• [Activity]: What is needed is an exact copy of the lines from the start of the records below through the line with "Target: concrete staircase", without the pictures.

────────────────────

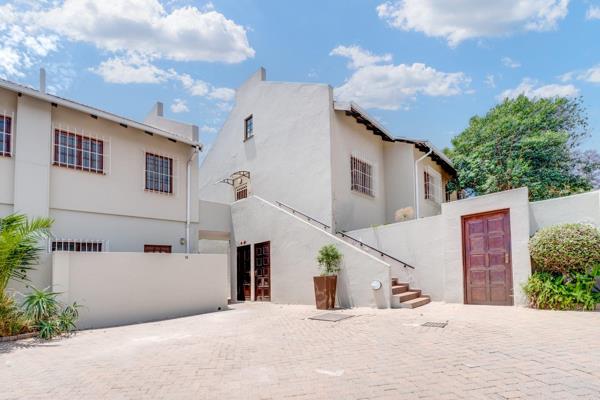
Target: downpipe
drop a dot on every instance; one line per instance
(189, 200)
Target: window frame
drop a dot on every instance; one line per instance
(79, 152)
(248, 119)
(362, 176)
(76, 246)
(158, 188)
(7, 136)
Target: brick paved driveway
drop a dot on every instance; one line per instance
(267, 351)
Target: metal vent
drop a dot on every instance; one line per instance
(435, 324)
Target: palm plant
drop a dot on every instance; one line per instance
(20, 246)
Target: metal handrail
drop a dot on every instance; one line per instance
(308, 217)
(381, 253)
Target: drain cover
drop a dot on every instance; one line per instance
(435, 324)
(331, 317)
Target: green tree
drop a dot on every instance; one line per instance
(20, 246)
(525, 142)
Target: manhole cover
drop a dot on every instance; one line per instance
(435, 324)
(331, 317)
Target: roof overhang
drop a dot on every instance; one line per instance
(371, 124)
(126, 122)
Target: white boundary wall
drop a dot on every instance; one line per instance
(125, 288)
(434, 244)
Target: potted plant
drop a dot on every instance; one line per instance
(329, 259)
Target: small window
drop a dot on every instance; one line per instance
(361, 176)
(77, 245)
(78, 152)
(157, 248)
(159, 173)
(241, 192)
(432, 183)
(248, 128)
(5, 136)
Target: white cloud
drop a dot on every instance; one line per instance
(533, 90)
(590, 75)
(461, 20)
(179, 106)
(359, 57)
(593, 12)
(377, 83)
(490, 80)
(145, 27)
(510, 63)
(130, 70)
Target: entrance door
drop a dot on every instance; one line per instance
(262, 266)
(243, 273)
(487, 258)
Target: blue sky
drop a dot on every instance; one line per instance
(423, 67)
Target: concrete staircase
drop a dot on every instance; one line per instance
(405, 297)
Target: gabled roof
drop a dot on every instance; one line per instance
(362, 117)
(15, 87)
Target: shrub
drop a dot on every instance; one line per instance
(49, 316)
(12, 320)
(566, 248)
(329, 259)
(552, 291)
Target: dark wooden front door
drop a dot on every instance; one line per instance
(262, 266)
(157, 248)
(487, 258)
(243, 273)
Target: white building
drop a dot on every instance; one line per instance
(292, 170)
(109, 183)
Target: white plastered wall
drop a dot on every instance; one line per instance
(352, 209)
(125, 288)
(294, 247)
(289, 155)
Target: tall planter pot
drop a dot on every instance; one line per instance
(325, 289)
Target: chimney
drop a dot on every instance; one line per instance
(42, 80)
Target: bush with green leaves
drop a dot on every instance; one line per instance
(13, 321)
(552, 291)
(566, 248)
(49, 316)
(329, 259)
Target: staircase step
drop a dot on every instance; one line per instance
(414, 303)
(408, 295)
(399, 288)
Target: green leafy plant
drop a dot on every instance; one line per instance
(329, 259)
(20, 246)
(13, 321)
(554, 291)
(566, 248)
(50, 317)
(526, 142)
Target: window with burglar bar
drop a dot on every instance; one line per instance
(78, 245)
(159, 173)
(5, 135)
(361, 176)
(432, 185)
(80, 152)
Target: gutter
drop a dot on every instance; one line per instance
(188, 203)
(418, 209)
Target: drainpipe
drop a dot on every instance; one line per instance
(417, 181)
(189, 200)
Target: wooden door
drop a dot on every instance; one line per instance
(487, 258)
(262, 267)
(243, 273)
(157, 248)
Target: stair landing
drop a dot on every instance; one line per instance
(403, 296)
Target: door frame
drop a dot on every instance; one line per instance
(463, 218)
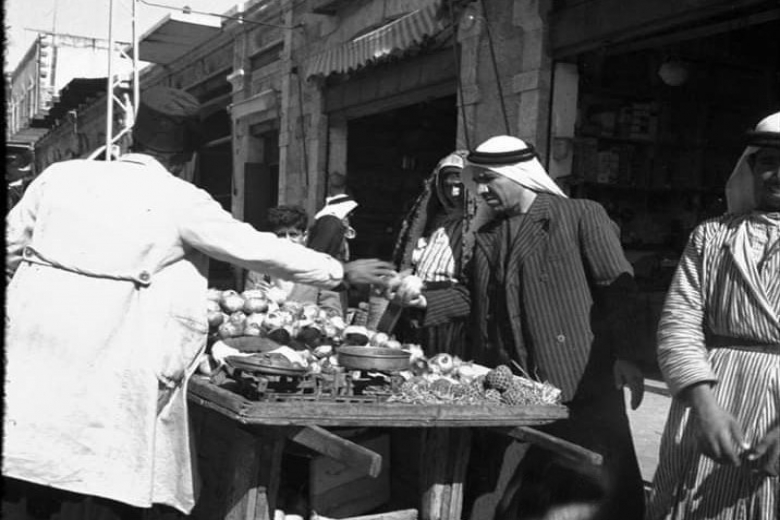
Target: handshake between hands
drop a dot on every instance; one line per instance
(402, 288)
(405, 289)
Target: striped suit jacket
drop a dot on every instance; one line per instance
(721, 300)
(569, 292)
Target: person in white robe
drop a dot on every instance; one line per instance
(719, 351)
(107, 265)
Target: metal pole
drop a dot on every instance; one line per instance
(110, 83)
(136, 84)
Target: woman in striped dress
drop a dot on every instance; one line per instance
(434, 244)
(719, 351)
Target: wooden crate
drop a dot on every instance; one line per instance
(338, 491)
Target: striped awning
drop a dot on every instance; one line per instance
(390, 39)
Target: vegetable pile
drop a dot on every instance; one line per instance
(309, 336)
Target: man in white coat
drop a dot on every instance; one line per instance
(106, 266)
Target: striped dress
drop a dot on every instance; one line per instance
(728, 285)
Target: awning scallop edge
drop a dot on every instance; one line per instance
(398, 35)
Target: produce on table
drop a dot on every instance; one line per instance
(308, 336)
(498, 386)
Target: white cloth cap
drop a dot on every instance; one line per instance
(528, 173)
(338, 206)
(740, 196)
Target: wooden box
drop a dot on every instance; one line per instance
(337, 491)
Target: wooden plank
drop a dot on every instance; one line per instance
(240, 471)
(560, 446)
(403, 514)
(444, 461)
(380, 414)
(338, 448)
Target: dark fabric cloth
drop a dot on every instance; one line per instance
(567, 290)
(327, 236)
(553, 293)
(450, 337)
(547, 480)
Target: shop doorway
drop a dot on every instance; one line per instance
(214, 174)
(388, 156)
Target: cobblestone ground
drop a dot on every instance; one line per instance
(647, 425)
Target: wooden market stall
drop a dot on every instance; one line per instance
(240, 444)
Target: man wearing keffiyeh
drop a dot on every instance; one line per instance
(434, 244)
(551, 295)
(719, 351)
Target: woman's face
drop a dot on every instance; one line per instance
(766, 177)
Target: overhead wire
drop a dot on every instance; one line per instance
(495, 67)
(241, 19)
(457, 74)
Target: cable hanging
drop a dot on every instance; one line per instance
(495, 68)
(457, 72)
(241, 19)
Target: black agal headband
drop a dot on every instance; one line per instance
(764, 139)
(510, 157)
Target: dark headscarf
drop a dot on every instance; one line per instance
(432, 209)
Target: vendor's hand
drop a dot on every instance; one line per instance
(371, 271)
(718, 432)
(393, 283)
(628, 374)
(766, 453)
(419, 301)
(409, 292)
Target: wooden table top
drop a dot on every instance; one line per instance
(203, 392)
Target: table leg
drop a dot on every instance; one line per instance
(239, 471)
(445, 456)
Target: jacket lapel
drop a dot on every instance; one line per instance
(533, 233)
(487, 241)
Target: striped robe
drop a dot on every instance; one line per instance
(719, 288)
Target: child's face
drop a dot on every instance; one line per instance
(293, 234)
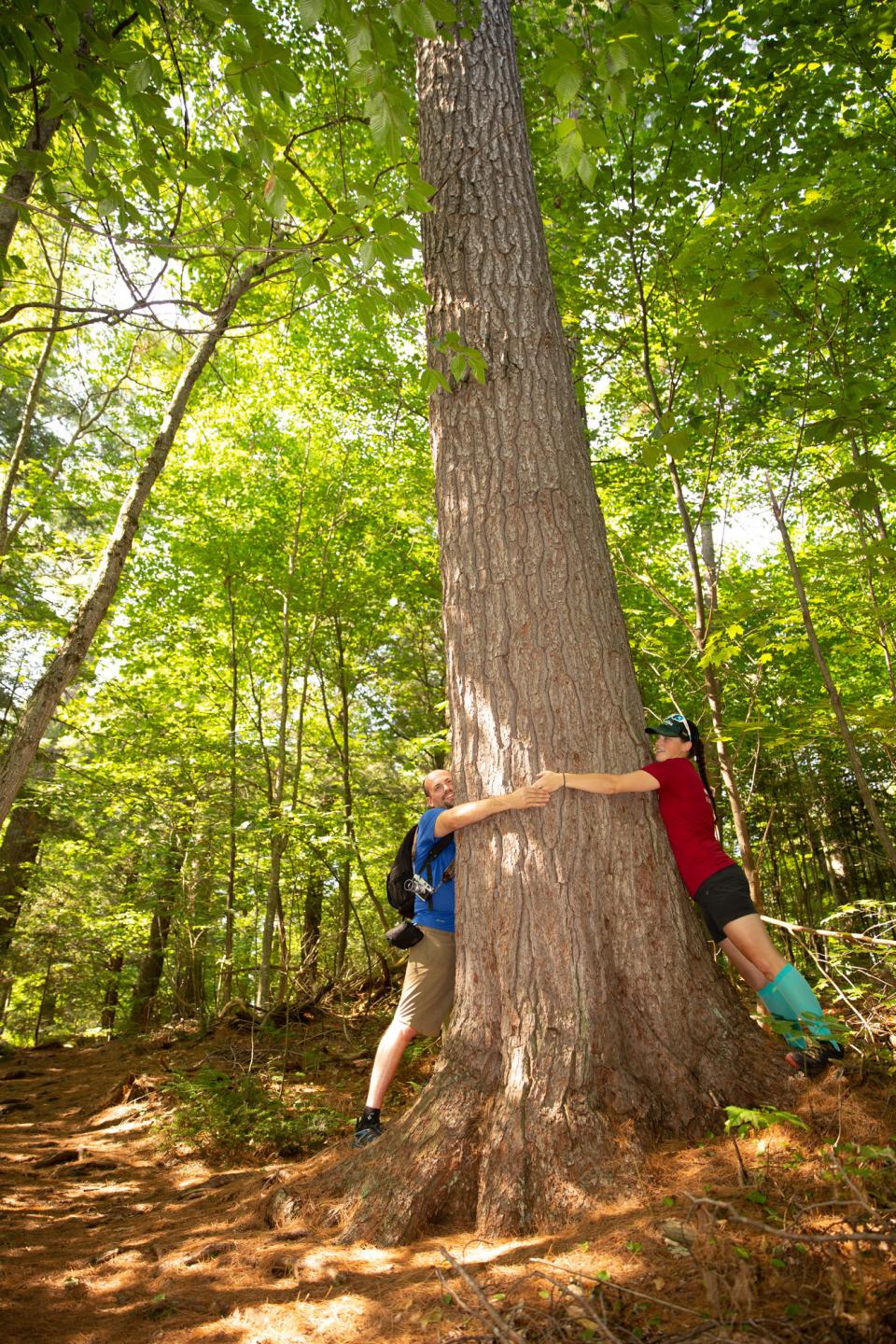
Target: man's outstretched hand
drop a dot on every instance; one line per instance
(529, 796)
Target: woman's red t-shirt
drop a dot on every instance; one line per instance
(688, 819)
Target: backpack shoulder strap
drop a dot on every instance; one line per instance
(441, 845)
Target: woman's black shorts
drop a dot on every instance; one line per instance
(724, 897)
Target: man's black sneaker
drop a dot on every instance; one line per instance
(814, 1058)
(366, 1132)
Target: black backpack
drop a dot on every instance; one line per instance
(397, 883)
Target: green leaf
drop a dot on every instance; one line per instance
(137, 78)
(568, 153)
(214, 11)
(568, 85)
(617, 58)
(311, 12)
(419, 19)
(587, 171)
(431, 379)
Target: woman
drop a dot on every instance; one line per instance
(718, 883)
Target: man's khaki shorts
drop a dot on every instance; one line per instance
(428, 983)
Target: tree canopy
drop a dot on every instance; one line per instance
(234, 753)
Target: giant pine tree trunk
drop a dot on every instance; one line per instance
(589, 1016)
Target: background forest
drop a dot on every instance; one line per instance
(211, 324)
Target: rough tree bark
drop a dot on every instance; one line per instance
(67, 660)
(589, 1017)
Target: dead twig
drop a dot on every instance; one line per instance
(504, 1331)
(817, 1238)
(621, 1288)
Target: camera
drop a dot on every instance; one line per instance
(418, 886)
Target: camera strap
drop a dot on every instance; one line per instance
(441, 845)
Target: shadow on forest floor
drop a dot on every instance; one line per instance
(110, 1233)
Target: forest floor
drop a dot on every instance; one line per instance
(113, 1228)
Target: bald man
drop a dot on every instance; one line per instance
(428, 981)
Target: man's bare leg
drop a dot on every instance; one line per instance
(392, 1044)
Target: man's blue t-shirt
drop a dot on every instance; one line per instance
(442, 913)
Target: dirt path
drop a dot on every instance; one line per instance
(107, 1239)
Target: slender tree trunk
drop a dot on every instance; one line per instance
(227, 961)
(19, 851)
(110, 998)
(589, 1017)
(30, 412)
(833, 695)
(153, 959)
(66, 665)
(343, 742)
(21, 182)
(48, 1008)
(711, 681)
(277, 778)
(312, 917)
(703, 610)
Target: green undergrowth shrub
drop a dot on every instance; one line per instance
(220, 1115)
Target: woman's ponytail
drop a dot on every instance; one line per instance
(700, 761)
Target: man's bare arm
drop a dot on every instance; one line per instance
(465, 813)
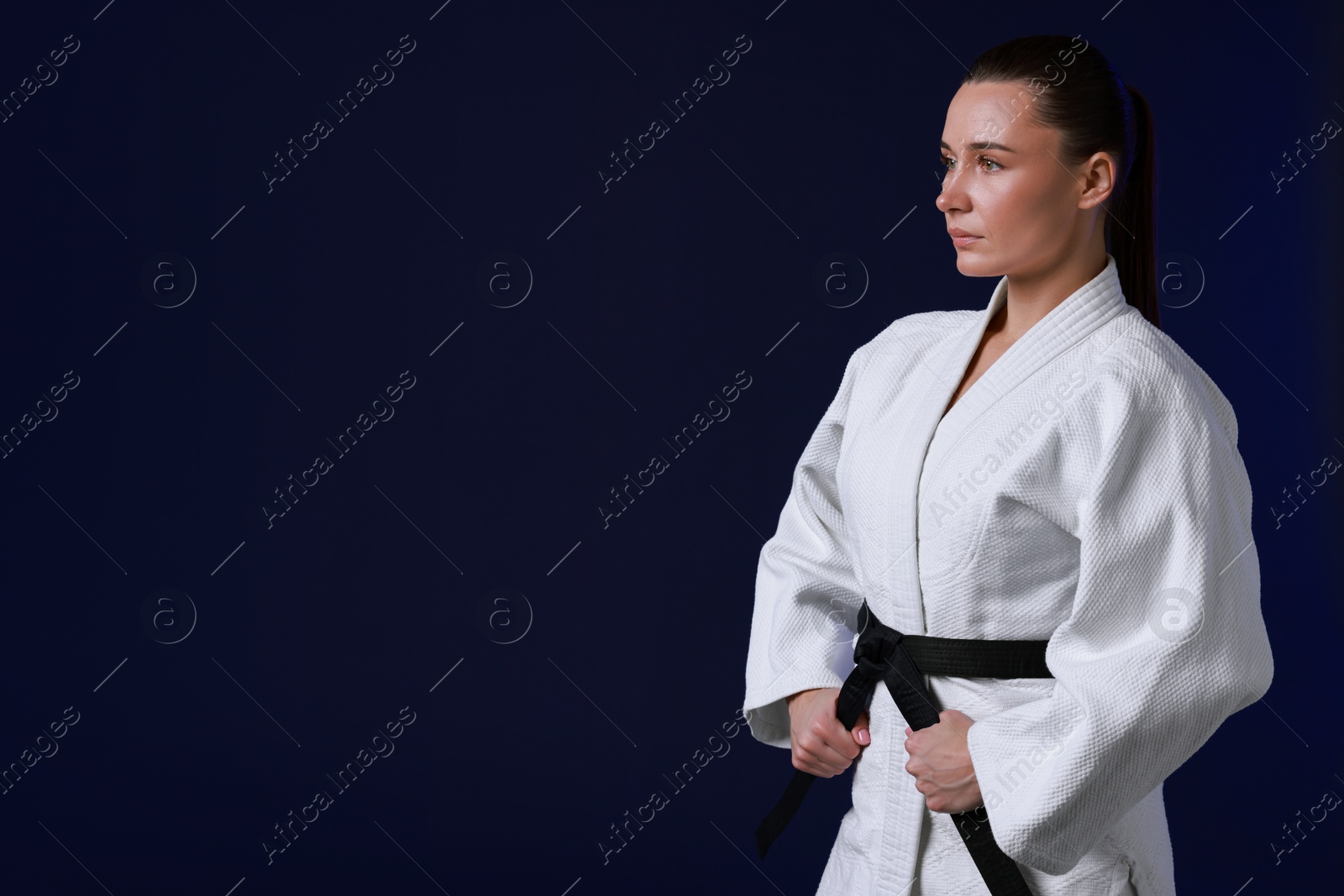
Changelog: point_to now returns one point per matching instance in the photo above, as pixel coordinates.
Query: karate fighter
(1052, 469)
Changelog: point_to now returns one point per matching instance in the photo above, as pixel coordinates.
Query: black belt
(902, 660)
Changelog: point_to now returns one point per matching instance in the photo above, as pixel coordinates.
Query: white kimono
(1088, 490)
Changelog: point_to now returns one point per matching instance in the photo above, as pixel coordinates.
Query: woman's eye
(947, 161)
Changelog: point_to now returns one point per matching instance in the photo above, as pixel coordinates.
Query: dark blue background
(647, 301)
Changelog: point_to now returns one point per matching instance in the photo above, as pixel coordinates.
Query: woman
(1050, 469)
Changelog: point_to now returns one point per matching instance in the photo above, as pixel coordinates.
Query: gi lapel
(938, 374)
(927, 434)
(1062, 328)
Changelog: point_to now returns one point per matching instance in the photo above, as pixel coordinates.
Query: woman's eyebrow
(978, 147)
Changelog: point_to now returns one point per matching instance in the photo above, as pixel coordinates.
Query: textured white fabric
(1088, 490)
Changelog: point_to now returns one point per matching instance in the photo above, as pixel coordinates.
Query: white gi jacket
(1088, 490)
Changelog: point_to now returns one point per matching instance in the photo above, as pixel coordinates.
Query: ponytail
(1132, 233)
(1093, 110)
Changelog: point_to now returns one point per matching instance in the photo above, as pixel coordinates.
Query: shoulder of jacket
(1146, 364)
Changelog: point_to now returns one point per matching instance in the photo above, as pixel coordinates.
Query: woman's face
(1015, 194)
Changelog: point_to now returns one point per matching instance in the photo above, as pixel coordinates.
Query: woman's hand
(822, 746)
(941, 763)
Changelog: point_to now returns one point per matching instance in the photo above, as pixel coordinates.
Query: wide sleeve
(1164, 640)
(806, 584)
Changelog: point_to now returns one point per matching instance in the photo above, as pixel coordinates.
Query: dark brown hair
(1074, 90)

────────────────────

• [Solution below]:
Target: downpipe
drop a dot on every instance; one line per instance
(189, 200)
Target: window frame
drop a dot on every instance; one line per instance
(79, 152)
(248, 119)
(362, 176)
(76, 246)
(158, 188)
(7, 136)
Target: brick paved driveway
drop a dot on every instance; one line per instance
(267, 351)
Target: metal vent
drop a dot on every instance; one line per instance
(435, 324)
Target: palm plant
drop a dot on every instance; one line per instance
(20, 246)
Target: metal handrail
drop a dot on every instance; one line per instance
(308, 217)
(381, 253)
Target: drain cover
drop a dot on every instance; one line per instance
(435, 324)
(331, 317)
Target: green tree
drop a dot on every instance; one line per instance
(20, 246)
(525, 142)
Target: manhole cover
drop a dot on every instance; one line per instance
(435, 324)
(331, 317)
Target: roof overhang
drop a dot on every instance; one line per instance
(371, 124)
(126, 122)
Target: white boundary wall
drop a dot on every instance; one line per instance
(125, 288)
(434, 244)
Target: potted plant
drop a dot on every instance; one line per instance
(329, 259)
Target: small window
drop a dot on every instance; one line per instance
(361, 176)
(77, 245)
(78, 152)
(157, 248)
(159, 173)
(241, 192)
(432, 183)
(248, 128)
(5, 136)
Target: white cloud
drop a dot on every instance; one line per instance
(533, 90)
(590, 75)
(461, 20)
(179, 106)
(359, 57)
(593, 12)
(377, 83)
(490, 80)
(145, 27)
(510, 63)
(130, 70)
Target: entrance door
drop a dot on every instance; one line per instance
(262, 266)
(243, 273)
(487, 258)
Target: blue sky
drop a dot on every instance; one line per instance
(423, 67)
Target: concrete staircase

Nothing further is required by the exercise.